*Text segment*
------------------------

Increase in misconduct of those working in NI social care

An increasing number of people working in social care in Northern Ireland have been found guilty of misconduct, the BBC has learned.

The latest case involves a Ballymena care assistant who physically and verbally abused elderly residents.

From April 2010 to March 2011 there were 95 complaints against social workers and social care workers.

This is a figure that has almost tripled in the past two years.

As a result of those complaints, 13 people have been brought before the Northern Ireland Social Care Council’s misconduct committee.

The charges include physically abusing vulnerable adults and leaving them unclothed and unsupervised.

The council’s chief executive Brendan Johnston said people should be encouraged and not intimidated about giving evidence.


“We would always want to ensure that where people have a complaint or there is an issue of serious concern that it is referred to us,” he said.

“From time to time you uncover something that has happened that really causes you some concerns.

------------------------

*Dataset items*
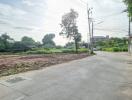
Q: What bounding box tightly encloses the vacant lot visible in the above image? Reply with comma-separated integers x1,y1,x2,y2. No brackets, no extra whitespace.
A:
0,53,88,77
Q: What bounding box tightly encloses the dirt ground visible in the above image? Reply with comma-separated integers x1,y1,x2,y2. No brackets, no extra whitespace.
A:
0,53,88,77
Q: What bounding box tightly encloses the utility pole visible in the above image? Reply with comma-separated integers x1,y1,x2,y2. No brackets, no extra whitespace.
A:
87,3,93,53
91,21,94,52
128,16,132,54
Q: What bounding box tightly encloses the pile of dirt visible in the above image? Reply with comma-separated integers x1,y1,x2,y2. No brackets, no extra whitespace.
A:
0,53,88,77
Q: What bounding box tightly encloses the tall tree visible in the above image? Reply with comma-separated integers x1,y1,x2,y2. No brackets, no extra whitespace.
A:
21,36,35,48
42,34,55,48
0,33,14,51
123,0,132,21
60,9,81,52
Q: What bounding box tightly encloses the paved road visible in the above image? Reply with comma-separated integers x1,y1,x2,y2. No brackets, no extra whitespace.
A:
0,52,132,100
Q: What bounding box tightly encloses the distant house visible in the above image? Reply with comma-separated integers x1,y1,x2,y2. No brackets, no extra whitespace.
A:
93,35,109,43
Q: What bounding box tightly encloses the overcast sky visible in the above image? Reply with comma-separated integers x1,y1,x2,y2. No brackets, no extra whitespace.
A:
0,0,128,45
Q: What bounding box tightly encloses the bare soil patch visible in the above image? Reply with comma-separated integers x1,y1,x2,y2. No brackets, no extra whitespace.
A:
0,53,88,77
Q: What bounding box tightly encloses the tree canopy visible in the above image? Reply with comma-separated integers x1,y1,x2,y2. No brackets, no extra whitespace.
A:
42,34,55,48
21,36,35,47
123,0,132,20
60,9,81,52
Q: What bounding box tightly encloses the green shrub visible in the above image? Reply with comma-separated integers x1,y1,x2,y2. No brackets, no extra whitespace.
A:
26,50,52,54
62,49,75,53
113,47,122,52
78,48,89,53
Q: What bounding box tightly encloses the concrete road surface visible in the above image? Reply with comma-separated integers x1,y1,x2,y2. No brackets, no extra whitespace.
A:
0,52,132,100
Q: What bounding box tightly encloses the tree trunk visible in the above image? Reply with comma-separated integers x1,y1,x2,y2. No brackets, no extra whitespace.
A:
75,40,78,53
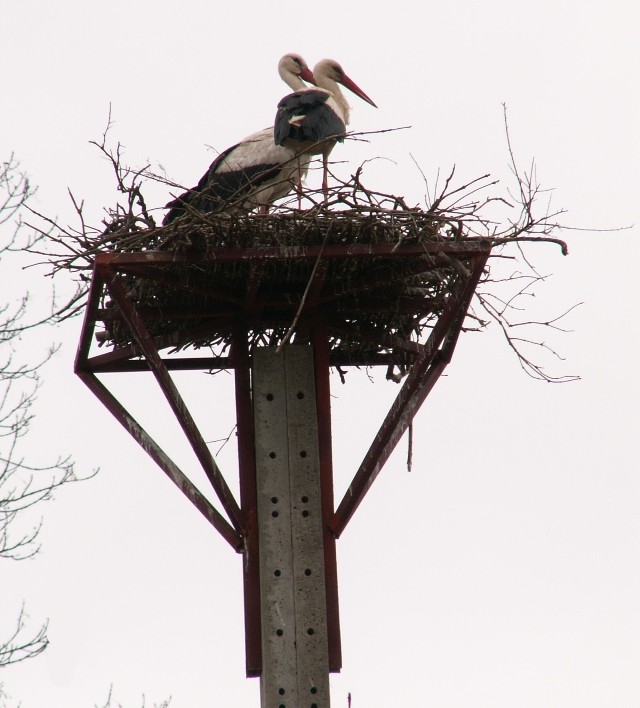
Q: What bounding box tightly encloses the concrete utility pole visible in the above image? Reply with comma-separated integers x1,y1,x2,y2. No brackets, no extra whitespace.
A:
75,239,491,708
253,345,330,708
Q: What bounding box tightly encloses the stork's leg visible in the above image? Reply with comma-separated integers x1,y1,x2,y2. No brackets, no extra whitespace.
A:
296,158,302,209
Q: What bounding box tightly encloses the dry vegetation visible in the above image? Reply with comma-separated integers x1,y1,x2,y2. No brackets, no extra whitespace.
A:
26,116,576,382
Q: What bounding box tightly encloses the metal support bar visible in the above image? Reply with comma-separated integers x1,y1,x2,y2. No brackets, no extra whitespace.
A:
253,345,330,708
312,320,342,672
331,254,488,538
105,273,243,531
77,371,242,551
231,324,262,677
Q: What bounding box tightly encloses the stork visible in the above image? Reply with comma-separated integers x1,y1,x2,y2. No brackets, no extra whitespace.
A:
162,54,314,225
273,59,377,200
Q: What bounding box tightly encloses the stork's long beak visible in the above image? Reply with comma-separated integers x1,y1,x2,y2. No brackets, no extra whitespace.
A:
339,74,378,108
300,66,318,86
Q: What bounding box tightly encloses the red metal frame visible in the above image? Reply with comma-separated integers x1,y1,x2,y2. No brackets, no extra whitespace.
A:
75,240,490,676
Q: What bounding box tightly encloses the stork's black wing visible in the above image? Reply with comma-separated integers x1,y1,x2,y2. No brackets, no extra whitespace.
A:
162,143,282,225
273,89,346,145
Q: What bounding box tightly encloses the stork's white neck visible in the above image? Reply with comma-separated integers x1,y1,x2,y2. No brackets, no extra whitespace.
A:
278,66,307,91
316,74,351,125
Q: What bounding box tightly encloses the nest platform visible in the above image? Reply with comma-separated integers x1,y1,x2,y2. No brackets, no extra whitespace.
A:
77,210,491,371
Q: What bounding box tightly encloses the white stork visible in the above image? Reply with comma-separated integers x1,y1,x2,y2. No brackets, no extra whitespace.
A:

------------------------

*Assigned task*
How many complaints against social workers and social care workers does the report on social care misconduct in Northern Ireland give for April 2010 to March 2011?

*Task solution*
95 complaints.